According to the text about Westgate Health Co-op, what one-off joining fee does a family pay?

──────── Source text ────────

Westgate Health Co-op

Although traditionally stereotyped as ‘moccasin-wearers’, the people of Melbourne’s western suburbs can claim a unique distinction. In 1980 a group of residents in this low-income area took the initiative to develop their own community-controlled medical service. That initial one-GP service was underwritten by the social services department of Victoria’s Baptist Union Church. After six years it could operate independently, and Westgate Health became the first registered community advancement co-operative of its kind in Australia.

Starting with that first small clinic in South Kingsville, the co-operative expanded by acquiring a second just a few kilometres away in Newport. They currently employ 11 doctors (some of them working part-time), as well as dentists. Additional services are provided through a physiotherapist, acupuncturist, two psychologists – one specialising in child psychology – a diabetic educator and an audiologist.

For this comprehensive and affordable service, the co-operative’s 5500 members pay a one-off joining fee of $30 per family, then an annual fee of up to $50 per person or $90 per family, with significant discounts for beneficiaries.

Those modest fees (which even provide for a free annual dental check-up) enable Westgate Health to run with no state or federal funding. At times  Westgate has supplied other services more usually regarded as community development, such as free transport, counselling and a ‘casserole bank’ for patients, particularly mothers.

Peter Cash began working as Westgate’s part-time accountant several years ago, eventually joining its board and serving as chair. “You do get the impression of a general atmosphere of community involvement that permeates the whole establishment. Our doctors certainly find there’s a difference to private practice. They’re able to focus on patients rather than the bottom line.”

──────── Given records ────────

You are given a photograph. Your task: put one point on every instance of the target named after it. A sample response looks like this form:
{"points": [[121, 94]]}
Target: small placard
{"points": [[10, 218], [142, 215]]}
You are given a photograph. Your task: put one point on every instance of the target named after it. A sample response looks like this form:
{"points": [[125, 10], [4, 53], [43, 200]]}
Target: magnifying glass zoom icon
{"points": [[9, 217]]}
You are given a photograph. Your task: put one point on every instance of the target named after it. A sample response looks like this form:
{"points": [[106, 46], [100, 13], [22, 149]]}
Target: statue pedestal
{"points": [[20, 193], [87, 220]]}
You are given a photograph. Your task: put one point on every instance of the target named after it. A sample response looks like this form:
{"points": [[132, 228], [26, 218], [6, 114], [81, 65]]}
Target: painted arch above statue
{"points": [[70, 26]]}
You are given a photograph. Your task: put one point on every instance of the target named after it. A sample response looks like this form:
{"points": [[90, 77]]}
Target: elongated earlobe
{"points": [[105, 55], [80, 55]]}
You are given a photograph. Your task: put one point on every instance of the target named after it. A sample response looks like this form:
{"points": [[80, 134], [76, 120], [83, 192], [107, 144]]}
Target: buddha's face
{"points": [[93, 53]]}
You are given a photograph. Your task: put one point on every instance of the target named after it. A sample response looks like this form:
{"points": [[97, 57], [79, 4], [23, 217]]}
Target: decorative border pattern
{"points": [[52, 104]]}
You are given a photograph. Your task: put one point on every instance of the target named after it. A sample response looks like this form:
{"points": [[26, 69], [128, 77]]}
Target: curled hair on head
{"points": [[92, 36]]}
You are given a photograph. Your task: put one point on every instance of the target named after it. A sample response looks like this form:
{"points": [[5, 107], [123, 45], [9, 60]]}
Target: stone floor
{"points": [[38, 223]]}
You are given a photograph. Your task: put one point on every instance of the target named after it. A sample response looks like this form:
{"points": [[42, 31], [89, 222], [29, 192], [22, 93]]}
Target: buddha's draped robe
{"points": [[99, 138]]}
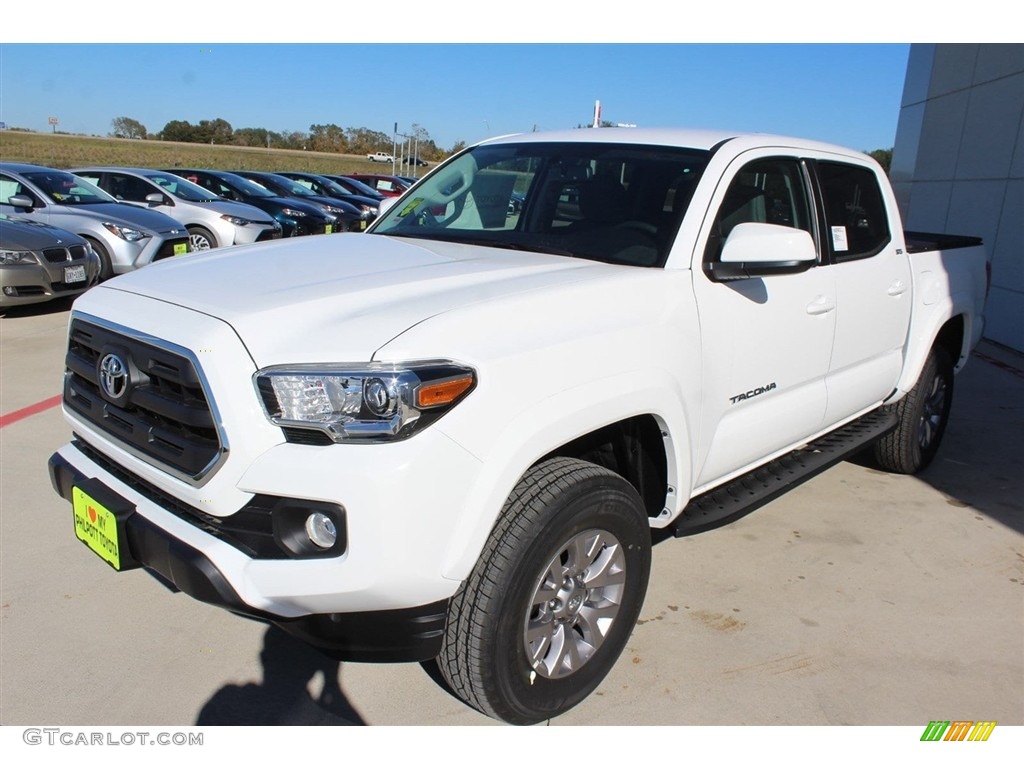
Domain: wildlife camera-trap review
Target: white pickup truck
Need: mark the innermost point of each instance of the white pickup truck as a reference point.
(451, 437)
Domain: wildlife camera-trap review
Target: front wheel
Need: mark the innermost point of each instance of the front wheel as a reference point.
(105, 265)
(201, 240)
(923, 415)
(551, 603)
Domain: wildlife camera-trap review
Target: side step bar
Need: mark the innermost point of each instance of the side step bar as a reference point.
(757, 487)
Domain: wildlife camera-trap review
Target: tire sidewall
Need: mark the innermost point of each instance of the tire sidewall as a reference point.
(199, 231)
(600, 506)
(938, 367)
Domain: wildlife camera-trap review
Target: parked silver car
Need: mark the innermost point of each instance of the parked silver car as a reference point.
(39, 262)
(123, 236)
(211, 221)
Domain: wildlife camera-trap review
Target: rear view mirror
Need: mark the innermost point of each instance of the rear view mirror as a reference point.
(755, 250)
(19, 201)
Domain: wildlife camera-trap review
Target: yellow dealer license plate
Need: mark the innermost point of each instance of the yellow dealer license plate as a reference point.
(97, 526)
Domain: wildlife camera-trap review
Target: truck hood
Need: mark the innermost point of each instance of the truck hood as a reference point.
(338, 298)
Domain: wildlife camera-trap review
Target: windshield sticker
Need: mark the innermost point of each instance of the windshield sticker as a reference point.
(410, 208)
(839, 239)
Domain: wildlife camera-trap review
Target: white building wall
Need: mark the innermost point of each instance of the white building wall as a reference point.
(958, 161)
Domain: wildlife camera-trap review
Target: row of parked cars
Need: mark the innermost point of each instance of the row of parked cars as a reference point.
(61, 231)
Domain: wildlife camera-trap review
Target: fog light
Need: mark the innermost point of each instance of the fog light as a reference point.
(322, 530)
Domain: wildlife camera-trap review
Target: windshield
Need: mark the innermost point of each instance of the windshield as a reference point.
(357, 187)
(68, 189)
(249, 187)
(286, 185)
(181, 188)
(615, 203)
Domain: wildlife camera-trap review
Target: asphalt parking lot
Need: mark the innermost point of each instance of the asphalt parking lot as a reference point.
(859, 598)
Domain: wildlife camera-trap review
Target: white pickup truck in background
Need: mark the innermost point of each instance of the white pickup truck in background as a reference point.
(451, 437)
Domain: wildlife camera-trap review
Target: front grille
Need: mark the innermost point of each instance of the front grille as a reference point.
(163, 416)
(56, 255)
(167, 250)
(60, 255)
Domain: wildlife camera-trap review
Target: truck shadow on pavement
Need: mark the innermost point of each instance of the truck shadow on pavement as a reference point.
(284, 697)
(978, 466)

────────

Final answer:
$30 per family.